<<<<
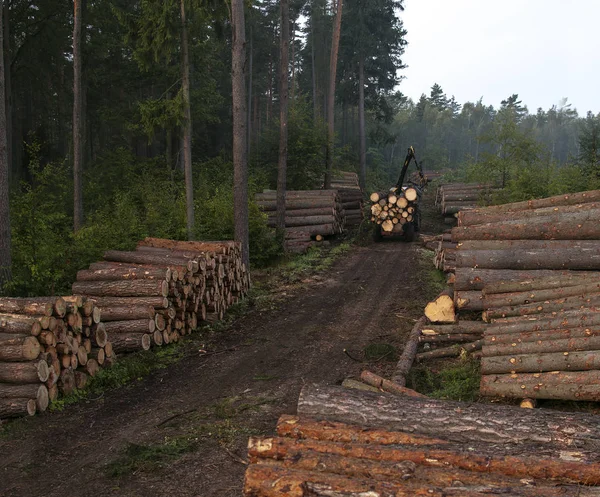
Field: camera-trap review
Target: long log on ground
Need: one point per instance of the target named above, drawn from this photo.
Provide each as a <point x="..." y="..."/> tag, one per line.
<point x="25" y="306"/>
<point x="19" y="324"/>
<point x="156" y="302"/>
<point x="24" y="372"/>
<point x="441" y="310"/>
<point x="492" y="338"/>
<point x="468" y="301"/>
<point x="538" y="363"/>
<point x="559" y="385"/>
<point x="460" y="327"/>
<point x="483" y="216"/>
<point x="132" y="326"/>
<point x="476" y="279"/>
<point x="408" y="354"/>
<point x="127" y="313"/>
<point x="543" y="346"/>
<point x="387" y="385"/>
<point x="27" y="351"/>
<point x="459" y="422"/>
<point x="587" y="303"/>
<point x="132" y="342"/>
<point x="125" y="273"/>
<point x="140" y="257"/>
<point x="118" y="288"/>
<point x="585" y="258"/>
<point x="17" y="407"/>
<point x="572" y="226"/>
<point x="531" y="296"/>
<point x="558" y="280"/>
<point x="452" y="351"/>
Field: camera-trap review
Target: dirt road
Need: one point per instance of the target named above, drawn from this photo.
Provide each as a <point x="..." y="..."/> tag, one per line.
<point x="182" y="431"/>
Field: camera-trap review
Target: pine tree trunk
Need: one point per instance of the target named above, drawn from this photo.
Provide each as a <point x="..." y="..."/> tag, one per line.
<point x="283" y="113"/>
<point x="331" y="95"/>
<point x="240" y="164"/>
<point x="5" y="257"/>
<point x="187" y="126"/>
<point x="78" y="118"/>
<point x="361" y="123"/>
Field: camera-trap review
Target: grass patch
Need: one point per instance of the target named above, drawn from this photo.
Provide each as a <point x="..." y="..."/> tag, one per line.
<point x="457" y="381"/>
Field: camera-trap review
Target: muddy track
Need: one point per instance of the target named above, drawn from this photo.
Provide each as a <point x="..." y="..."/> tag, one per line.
<point x="214" y="403"/>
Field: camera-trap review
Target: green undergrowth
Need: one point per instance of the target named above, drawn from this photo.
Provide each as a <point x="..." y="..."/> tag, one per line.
<point x="454" y="381"/>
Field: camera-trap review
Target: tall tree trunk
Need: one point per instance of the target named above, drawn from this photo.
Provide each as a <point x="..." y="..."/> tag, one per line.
<point x="337" y="28"/>
<point x="5" y="260"/>
<point x="240" y="160"/>
<point x="187" y="126"/>
<point x="251" y="57"/>
<point x="361" y="122"/>
<point x="283" y="112"/>
<point x="8" y="83"/>
<point x="78" y="118"/>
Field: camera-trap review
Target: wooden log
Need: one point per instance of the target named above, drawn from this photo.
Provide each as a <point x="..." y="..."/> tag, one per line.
<point x="126" y="273"/>
<point x="26" y="351"/>
<point x="528" y="297"/>
<point x="408" y="354"/>
<point x="25" y="306"/>
<point x="132" y="342"/>
<point x="30" y="391"/>
<point x="557" y="280"/>
<point x="122" y="288"/>
<point x="452" y="351"/>
<point x="10" y="408"/>
<point x="459" y="422"/>
<point x="469" y="301"/>
<point x="539" y="362"/>
<point x="461" y="327"/>
<point x="24" y="372"/>
<point x="156" y="302"/>
<point x="127" y="313"/>
<point x="441" y="310"/>
<point x="535" y="336"/>
<point x="572" y="226"/>
<point x="20" y="324"/>
<point x="548" y="258"/>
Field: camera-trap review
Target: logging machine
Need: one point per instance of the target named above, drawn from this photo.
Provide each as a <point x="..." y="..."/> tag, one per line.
<point x="397" y="213"/>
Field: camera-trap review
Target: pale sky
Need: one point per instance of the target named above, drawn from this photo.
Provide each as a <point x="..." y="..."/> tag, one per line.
<point x="541" y="49"/>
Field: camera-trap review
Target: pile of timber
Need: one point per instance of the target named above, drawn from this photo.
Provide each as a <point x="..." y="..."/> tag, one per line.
<point x="48" y="345"/>
<point x="310" y="215"/>
<point x="163" y="290"/>
<point x="351" y="443"/>
<point x="392" y="210"/>
<point x="454" y="197"/>
<point x="351" y="196"/>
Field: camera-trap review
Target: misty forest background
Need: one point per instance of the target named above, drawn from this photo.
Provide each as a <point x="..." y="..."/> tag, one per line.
<point x="133" y="119"/>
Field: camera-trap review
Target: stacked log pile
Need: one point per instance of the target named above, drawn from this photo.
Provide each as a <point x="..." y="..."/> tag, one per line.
<point x="351" y="443"/>
<point x="351" y="197"/>
<point x="454" y="197"/>
<point x="163" y="290"/>
<point x="311" y="215"/>
<point x="392" y="210"/>
<point x="48" y="345"/>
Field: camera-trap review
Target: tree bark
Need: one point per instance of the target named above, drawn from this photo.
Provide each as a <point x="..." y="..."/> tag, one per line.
<point x="240" y="159"/>
<point x="5" y="235"/>
<point x="361" y="121"/>
<point x="337" y="29"/>
<point x="459" y="422"/>
<point x="187" y="125"/>
<point x="283" y="113"/>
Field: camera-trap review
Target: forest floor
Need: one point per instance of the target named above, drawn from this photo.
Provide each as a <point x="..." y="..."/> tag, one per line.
<point x="183" y="429"/>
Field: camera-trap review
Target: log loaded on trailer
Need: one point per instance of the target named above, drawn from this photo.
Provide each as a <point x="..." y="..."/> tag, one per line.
<point x="396" y="213"/>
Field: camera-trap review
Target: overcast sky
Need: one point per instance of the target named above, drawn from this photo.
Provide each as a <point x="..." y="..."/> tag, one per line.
<point x="541" y="49"/>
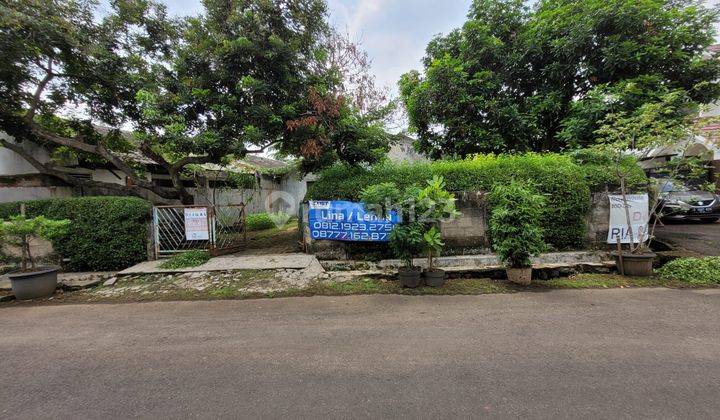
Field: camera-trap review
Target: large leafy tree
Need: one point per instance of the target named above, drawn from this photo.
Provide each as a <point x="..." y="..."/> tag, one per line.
<point x="243" y="77"/>
<point x="543" y="78"/>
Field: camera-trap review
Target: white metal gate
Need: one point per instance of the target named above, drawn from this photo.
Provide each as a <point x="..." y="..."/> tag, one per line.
<point x="225" y="229"/>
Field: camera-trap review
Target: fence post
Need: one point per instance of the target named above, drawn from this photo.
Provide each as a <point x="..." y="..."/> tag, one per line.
<point x="155" y="233"/>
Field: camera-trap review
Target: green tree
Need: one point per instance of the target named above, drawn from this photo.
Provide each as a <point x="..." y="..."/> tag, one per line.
<point x="514" y="78"/>
<point x="242" y="77"/>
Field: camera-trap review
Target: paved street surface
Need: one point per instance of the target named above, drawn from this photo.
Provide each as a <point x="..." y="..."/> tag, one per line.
<point x="700" y="238"/>
<point x="651" y="353"/>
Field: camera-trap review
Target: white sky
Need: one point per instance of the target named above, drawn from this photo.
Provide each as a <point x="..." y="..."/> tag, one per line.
<point x="393" y="32"/>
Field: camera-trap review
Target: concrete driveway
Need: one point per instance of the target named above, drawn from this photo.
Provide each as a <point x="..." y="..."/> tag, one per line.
<point x="698" y="238"/>
<point x="652" y="353"/>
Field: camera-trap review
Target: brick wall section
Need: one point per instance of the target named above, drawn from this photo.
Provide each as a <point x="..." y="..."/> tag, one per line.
<point x="598" y="221"/>
<point x="470" y="229"/>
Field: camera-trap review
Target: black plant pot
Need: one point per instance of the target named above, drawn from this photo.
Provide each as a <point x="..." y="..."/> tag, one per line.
<point x="410" y="276"/>
<point x="639" y="265"/>
<point x="34" y="284"/>
<point x="435" y="277"/>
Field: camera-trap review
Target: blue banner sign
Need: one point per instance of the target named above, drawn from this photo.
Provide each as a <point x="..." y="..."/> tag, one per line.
<point x="348" y="221"/>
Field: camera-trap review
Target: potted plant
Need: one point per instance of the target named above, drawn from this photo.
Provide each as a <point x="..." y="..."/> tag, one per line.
<point x="667" y="124"/>
<point x="32" y="282"/>
<point x="515" y="229"/>
<point x="435" y="204"/>
<point x="406" y="239"/>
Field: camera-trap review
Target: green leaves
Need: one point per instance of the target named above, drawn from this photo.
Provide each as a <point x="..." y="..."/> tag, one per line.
<point x="407" y="241"/>
<point x="515" y="224"/>
<point x="514" y="79"/>
<point x="16" y="228"/>
<point x="700" y="271"/>
<point x="19" y="231"/>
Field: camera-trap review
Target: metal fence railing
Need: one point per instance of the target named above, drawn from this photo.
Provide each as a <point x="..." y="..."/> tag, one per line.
<point x="218" y="229"/>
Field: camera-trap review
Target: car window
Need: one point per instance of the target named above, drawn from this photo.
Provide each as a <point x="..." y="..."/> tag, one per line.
<point x="669" y="186"/>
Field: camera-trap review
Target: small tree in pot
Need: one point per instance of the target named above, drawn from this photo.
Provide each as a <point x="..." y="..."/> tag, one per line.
<point x="515" y="229"/>
<point x="667" y="124"/>
<point x="406" y="239"/>
<point x="435" y="204"/>
<point x="32" y="282"/>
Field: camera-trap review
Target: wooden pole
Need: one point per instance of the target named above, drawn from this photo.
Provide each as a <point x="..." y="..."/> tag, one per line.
<point x="622" y="267"/>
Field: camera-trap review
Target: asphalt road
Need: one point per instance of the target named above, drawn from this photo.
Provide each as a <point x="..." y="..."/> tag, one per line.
<point x="696" y="237"/>
<point x="650" y="353"/>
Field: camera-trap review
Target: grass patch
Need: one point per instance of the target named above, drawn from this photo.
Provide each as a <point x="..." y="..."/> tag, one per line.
<point x="187" y="259"/>
<point x="601" y="281"/>
<point x="695" y="271"/>
<point x="265" y="221"/>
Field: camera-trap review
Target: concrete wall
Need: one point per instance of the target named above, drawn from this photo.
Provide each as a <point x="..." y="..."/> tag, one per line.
<point x="271" y="196"/>
<point x="598" y="221"/>
<point x="13" y="164"/>
<point x="10" y="194"/>
<point x="469" y="230"/>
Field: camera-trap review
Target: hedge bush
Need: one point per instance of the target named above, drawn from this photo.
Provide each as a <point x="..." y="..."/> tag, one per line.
<point x="105" y="234"/>
<point x="699" y="271"/>
<point x="600" y="171"/>
<point x="556" y="176"/>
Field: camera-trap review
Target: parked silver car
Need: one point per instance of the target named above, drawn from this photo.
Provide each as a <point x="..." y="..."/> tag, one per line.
<point x="679" y="202"/>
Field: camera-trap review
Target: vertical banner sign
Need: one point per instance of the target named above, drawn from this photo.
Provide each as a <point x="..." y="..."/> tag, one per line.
<point x="196" y="226"/>
<point x="348" y="221"/>
<point x="638" y="207"/>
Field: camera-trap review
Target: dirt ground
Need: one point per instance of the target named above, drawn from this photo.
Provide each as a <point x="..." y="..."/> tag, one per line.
<point x="273" y="241"/>
<point x="698" y="238"/>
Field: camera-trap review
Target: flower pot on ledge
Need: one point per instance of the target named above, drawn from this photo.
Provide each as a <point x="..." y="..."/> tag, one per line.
<point x="35" y="284"/>
<point x="521" y="275"/>
<point x="435" y="277"/>
<point x="638" y="265"/>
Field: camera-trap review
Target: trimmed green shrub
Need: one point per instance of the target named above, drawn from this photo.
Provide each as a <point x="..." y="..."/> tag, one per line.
<point x="105" y="233"/>
<point x="599" y="171"/>
<point x="556" y="176"/>
<point x="515" y="230"/>
<point x="700" y="271"/>
<point x="260" y="221"/>
<point x="186" y="259"/>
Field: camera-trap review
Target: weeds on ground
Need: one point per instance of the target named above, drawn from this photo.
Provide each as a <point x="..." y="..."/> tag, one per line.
<point x="187" y="259"/>
<point x="695" y="271"/>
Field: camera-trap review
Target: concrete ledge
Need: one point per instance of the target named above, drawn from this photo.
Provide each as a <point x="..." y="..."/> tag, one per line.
<point x="469" y="262"/>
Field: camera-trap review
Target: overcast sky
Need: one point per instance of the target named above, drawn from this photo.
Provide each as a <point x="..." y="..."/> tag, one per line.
<point x="393" y="32"/>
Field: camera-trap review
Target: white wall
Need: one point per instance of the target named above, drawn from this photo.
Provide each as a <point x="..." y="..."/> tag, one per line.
<point x="9" y="194"/>
<point x="270" y="197"/>
<point x="13" y="164"/>
<point x="104" y="175"/>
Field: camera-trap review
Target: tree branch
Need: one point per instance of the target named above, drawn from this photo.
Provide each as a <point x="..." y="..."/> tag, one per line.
<point x="263" y="148"/>
<point x="38" y="92"/>
<point x="168" y="193"/>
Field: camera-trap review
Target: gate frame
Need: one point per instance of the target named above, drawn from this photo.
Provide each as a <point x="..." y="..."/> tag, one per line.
<point x="212" y="247"/>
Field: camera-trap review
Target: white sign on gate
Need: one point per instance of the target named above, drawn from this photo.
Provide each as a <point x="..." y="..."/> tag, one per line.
<point x="196" y="225"/>
<point x="638" y="208"/>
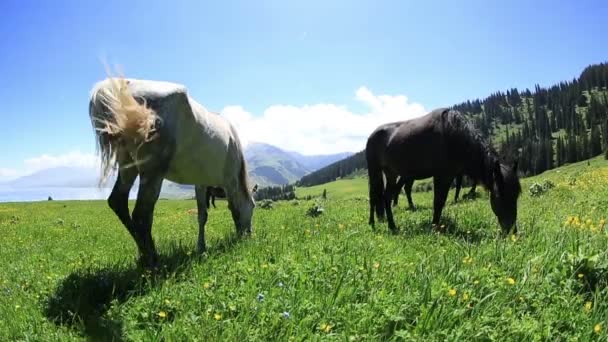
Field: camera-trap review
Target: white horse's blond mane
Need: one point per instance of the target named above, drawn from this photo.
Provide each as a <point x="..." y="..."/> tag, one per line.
<point x="129" y="119"/>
>>>>
### The problem
Would you copy each line of the records that contains "dirt"?

### Task solution
Target: dirt road
Target: dirt ground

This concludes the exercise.